------ GIVEN RECORDS
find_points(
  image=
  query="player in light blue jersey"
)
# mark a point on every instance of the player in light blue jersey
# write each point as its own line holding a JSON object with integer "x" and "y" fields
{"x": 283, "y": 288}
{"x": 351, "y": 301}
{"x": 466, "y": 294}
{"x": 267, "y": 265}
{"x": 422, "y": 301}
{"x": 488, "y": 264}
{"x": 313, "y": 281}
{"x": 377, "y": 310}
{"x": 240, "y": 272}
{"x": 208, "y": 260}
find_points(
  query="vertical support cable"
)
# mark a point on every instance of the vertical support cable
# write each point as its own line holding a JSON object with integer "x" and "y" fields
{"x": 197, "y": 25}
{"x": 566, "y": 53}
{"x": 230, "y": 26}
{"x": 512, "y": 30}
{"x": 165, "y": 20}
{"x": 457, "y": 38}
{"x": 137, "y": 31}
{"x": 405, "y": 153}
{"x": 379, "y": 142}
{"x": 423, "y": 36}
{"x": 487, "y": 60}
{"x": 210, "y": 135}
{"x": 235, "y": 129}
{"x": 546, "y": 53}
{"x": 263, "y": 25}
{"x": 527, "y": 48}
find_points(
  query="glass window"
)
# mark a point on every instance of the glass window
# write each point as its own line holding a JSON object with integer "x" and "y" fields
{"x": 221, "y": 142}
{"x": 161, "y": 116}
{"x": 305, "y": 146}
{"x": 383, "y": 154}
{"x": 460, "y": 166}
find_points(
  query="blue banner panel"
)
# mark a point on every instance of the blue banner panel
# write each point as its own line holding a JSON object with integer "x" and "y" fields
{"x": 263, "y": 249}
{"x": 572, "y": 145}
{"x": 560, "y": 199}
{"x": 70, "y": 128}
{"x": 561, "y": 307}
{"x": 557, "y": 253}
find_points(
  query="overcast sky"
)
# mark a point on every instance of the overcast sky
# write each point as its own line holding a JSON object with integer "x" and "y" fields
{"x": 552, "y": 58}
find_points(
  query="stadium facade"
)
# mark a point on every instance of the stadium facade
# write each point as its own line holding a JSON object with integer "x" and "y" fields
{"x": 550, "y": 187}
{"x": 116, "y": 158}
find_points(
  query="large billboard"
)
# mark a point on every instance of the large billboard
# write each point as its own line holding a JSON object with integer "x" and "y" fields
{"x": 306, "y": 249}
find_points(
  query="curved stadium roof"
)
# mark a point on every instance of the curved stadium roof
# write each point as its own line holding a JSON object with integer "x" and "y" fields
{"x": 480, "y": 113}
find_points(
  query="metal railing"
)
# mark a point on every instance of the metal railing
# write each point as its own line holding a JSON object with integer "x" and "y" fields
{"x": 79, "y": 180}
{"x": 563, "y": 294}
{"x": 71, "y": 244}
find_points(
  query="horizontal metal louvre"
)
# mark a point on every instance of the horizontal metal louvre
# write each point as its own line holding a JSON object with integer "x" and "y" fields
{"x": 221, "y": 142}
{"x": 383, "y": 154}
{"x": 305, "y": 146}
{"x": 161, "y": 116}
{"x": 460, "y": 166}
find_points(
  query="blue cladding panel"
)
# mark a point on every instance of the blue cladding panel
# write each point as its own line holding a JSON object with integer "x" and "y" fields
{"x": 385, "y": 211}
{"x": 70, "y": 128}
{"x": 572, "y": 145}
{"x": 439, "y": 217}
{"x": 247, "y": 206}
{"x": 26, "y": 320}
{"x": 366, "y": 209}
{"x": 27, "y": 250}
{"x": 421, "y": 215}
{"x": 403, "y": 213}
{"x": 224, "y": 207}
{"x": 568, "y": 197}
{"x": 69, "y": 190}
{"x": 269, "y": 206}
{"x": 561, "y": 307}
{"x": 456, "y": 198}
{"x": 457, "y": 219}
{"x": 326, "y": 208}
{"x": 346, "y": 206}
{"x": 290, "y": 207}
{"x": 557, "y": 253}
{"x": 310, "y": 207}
------------
## WHAT IS REQUIRED
The records above are to be duplicated exactly, every one of them.

## EXERCISE OUTPUT
find_points(
  image=
  query="player in light blue jersey"
)
# mark a point on every instance of the player in light blue jersey
# write each point as its own line holding a JSON object with integer "x" and "y" fields
{"x": 283, "y": 288}
{"x": 351, "y": 301}
{"x": 466, "y": 294}
{"x": 267, "y": 265}
{"x": 422, "y": 301}
{"x": 488, "y": 264}
{"x": 313, "y": 281}
{"x": 377, "y": 310}
{"x": 240, "y": 272}
{"x": 208, "y": 260}
find_points(
  query="vertical support cable"
)
# mark a point on every instance of the vertical support cable
# write each point as its own line holding a JSON object with integer "x" and "y" fields
{"x": 197, "y": 25}
{"x": 566, "y": 53}
{"x": 230, "y": 26}
{"x": 512, "y": 30}
{"x": 165, "y": 20}
{"x": 457, "y": 38}
{"x": 137, "y": 31}
{"x": 405, "y": 153}
{"x": 379, "y": 142}
{"x": 423, "y": 36}
{"x": 487, "y": 60}
{"x": 210, "y": 135}
{"x": 235, "y": 129}
{"x": 546, "y": 53}
{"x": 263, "y": 25}
{"x": 527, "y": 48}
find_points(
  query="glass window"
)
# mark a point on every instance of the glass window
# write each point as its own line holding a JSON object with integer "x" and "y" fields
{"x": 221, "y": 142}
{"x": 161, "y": 116}
{"x": 305, "y": 146}
{"x": 383, "y": 154}
{"x": 460, "y": 166}
find_points(
  query="blue banner panel"
)
# mark a point on every instance of the blue banner panel
# write each point as its own line holding a JSON object with integer "x" and "y" fields
{"x": 263, "y": 249}
{"x": 572, "y": 145}
{"x": 560, "y": 199}
{"x": 70, "y": 128}
{"x": 561, "y": 307}
{"x": 557, "y": 253}
find_points(
  query="overcast sky"
)
# mark a point on every instance of the overcast sky
# write each point as its own line holding a JSON object with integer "x" and "y" fields
{"x": 552, "y": 58}
find_points(
  query="stadium facade"
)
# mark a point on every instance of the stadium facade
# write each point as its own line holding a JSON object with integer "x" and "y" fields
{"x": 550, "y": 187}
{"x": 116, "y": 158}
find_points(
  query="large billboard"
)
# mark a point on every instance of the large billboard
# write each point as its own line holding a JSON object with integer "x" and "y" fields
{"x": 306, "y": 249}
find_points(
  query="curved stadium roof"
)
# mark a point on every instance of the curved stadium roof
# write each point as its own line holding a JSON object with integer "x" and "y" fields
{"x": 480, "y": 113}
find_points(
  query="metal railing"
)
# mark a point on every instance of the metal railing
# write each point as its own line holding a JSON object with integer "x" and "y" fields
{"x": 79, "y": 180}
{"x": 563, "y": 294}
{"x": 71, "y": 244}
find_points(
  query="horizontal metal louvre"
)
# mark a point on every instance of the horizontal metal louvre
# write each point as its own line holding a JSON object with integer "x" and "y" fields
{"x": 221, "y": 142}
{"x": 383, "y": 154}
{"x": 305, "y": 146}
{"x": 161, "y": 116}
{"x": 460, "y": 166}
find_points(
  query="blue cladding panel"
)
# mark a point on every instance of the blue cladding panel
# write each point as its own line holding a JSON object with integer "x" and "y" fields
{"x": 385, "y": 211}
{"x": 70, "y": 128}
{"x": 572, "y": 145}
{"x": 439, "y": 217}
{"x": 247, "y": 206}
{"x": 26, "y": 320}
{"x": 366, "y": 209}
{"x": 27, "y": 250}
{"x": 421, "y": 215}
{"x": 403, "y": 213}
{"x": 224, "y": 207}
{"x": 568, "y": 197}
{"x": 69, "y": 190}
{"x": 269, "y": 206}
{"x": 561, "y": 307}
{"x": 456, "y": 198}
{"x": 457, "y": 219}
{"x": 326, "y": 208}
{"x": 346, "y": 206}
{"x": 290, "y": 207}
{"x": 557, "y": 253}
{"x": 310, "y": 207}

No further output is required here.